Task input:
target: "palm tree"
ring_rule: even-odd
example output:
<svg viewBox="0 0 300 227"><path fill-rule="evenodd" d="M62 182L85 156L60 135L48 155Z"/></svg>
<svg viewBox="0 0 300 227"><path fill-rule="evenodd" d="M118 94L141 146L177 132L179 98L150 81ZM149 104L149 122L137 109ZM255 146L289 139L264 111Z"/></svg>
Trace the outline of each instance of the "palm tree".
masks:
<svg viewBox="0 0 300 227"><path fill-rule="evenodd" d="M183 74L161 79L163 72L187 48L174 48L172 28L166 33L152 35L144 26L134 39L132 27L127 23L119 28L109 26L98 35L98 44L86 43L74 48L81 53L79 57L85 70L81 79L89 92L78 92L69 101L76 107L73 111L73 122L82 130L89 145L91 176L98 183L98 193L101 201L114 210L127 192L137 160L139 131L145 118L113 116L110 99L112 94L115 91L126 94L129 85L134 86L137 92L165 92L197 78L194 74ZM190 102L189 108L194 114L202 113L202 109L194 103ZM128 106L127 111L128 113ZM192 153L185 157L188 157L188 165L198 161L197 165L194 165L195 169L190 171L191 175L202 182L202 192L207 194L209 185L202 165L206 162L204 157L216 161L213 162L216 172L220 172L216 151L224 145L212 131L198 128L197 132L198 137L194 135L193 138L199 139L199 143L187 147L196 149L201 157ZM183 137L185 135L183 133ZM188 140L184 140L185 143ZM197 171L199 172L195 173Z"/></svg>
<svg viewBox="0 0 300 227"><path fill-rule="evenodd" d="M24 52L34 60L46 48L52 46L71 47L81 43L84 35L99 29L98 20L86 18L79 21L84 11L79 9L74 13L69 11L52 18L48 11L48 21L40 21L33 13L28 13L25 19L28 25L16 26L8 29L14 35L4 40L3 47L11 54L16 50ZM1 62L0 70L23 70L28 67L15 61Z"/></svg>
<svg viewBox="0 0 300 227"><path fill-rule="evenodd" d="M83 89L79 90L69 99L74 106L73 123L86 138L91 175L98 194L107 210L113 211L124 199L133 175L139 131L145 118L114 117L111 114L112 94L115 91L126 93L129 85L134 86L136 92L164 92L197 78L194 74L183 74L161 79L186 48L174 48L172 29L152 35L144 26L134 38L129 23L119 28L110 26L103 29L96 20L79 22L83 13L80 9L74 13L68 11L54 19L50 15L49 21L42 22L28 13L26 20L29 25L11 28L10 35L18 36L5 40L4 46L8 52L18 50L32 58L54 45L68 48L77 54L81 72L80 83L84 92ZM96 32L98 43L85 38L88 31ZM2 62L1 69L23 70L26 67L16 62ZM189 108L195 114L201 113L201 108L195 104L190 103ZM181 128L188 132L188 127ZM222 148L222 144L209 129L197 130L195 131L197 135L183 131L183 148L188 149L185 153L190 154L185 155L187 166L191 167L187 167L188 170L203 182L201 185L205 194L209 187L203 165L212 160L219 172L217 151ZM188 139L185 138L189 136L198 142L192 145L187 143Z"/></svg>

Problem to work on: Reproduce every item above with each occurrence of "palm tree" swapped for "coconut palm", leaving all other text unchanged.

Full answer:
target: "coconut palm"
ring_rule: even-odd
example output:
<svg viewBox="0 0 300 227"><path fill-rule="evenodd" d="M62 182L85 156L60 135L48 155Z"/></svg>
<svg viewBox="0 0 300 227"><path fill-rule="evenodd" d="M118 94L141 146L177 132L179 98L150 81ZM149 104L149 122L137 109ZM255 146L289 139L264 111Z"/></svg>
Trace the outline of each instance of the "coconut palm".
masks:
<svg viewBox="0 0 300 227"><path fill-rule="evenodd" d="M183 74L161 79L163 72L187 48L174 48L172 28L166 33L152 35L144 26L134 39L132 27L127 23L119 28L109 26L98 35L98 44L86 43L74 48L81 53L79 57L85 70L81 79L89 92L78 92L69 101L76 107L73 111L73 122L82 130L89 145L91 176L98 183L98 193L101 201L114 210L127 192L137 160L139 131L145 118L113 116L110 99L112 94L115 91L126 94L129 85L134 86L137 92L165 92L197 78L194 74ZM190 102L189 108L194 114L202 113L202 109L194 103ZM128 106L127 111L128 113ZM192 153L185 157L188 157L188 165L198 161L197 165L194 165L195 169L190 171L191 175L202 182L202 192L207 194L209 185L202 165L206 162L204 157L216 161L213 162L216 172L220 172L216 151L224 145L212 131L198 128L197 132L198 137L194 135L193 138L199 139L199 143L187 147L196 149L201 157ZM183 137L185 135L183 133ZM188 140L184 140L185 143ZM197 171L199 172L195 173Z"/></svg>
<svg viewBox="0 0 300 227"><path fill-rule="evenodd" d="M24 52L34 60L46 48L52 46L71 47L81 43L84 35L99 29L98 20L86 18L79 21L84 11L79 9L74 13L69 11L52 18L48 11L48 21L40 21L33 13L28 13L25 19L28 25L16 26L8 29L14 35L4 40L3 47L11 54L16 50ZM1 62L0 70L23 70L28 67L15 61Z"/></svg>
<svg viewBox="0 0 300 227"><path fill-rule="evenodd" d="M83 89L79 90L69 99L74 106L73 123L86 138L91 175L98 194L107 210L113 211L124 199L133 175L139 131L145 118L114 117L111 114L112 94L115 91L126 93L129 85L134 86L136 92L164 92L197 78L194 74L183 74L161 79L186 48L174 48L172 29L152 35L144 26L134 38L129 23L119 28L110 26L103 29L96 20L79 22L83 13L80 9L74 13L68 11L54 19L50 15L49 21L42 22L28 13L26 20L29 25L11 28L10 35L18 36L5 40L4 46L8 52L18 50L32 58L54 45L68 48L77 54L81 72L80 83L84 92ZM96 32L98 43L85 38L88 31ZM2 62L1 69L23 70L26 67L16 62ZM189 108L195 114L201 113L201 108L195 104L190 103ZM181 128L188 132L188 127ZM222 148L222 144L209 129L197 130L195 131L197 135L183 131L183 148L188 149L185 153L190 154L185 155L187 166L191 167L187 167L188 170L203 182L201 185L205 194L209 187L203 165L212 160L219 172L217 151ZM188 139L185 138L189 136L198 142L192 145L187 143Z"/></svg>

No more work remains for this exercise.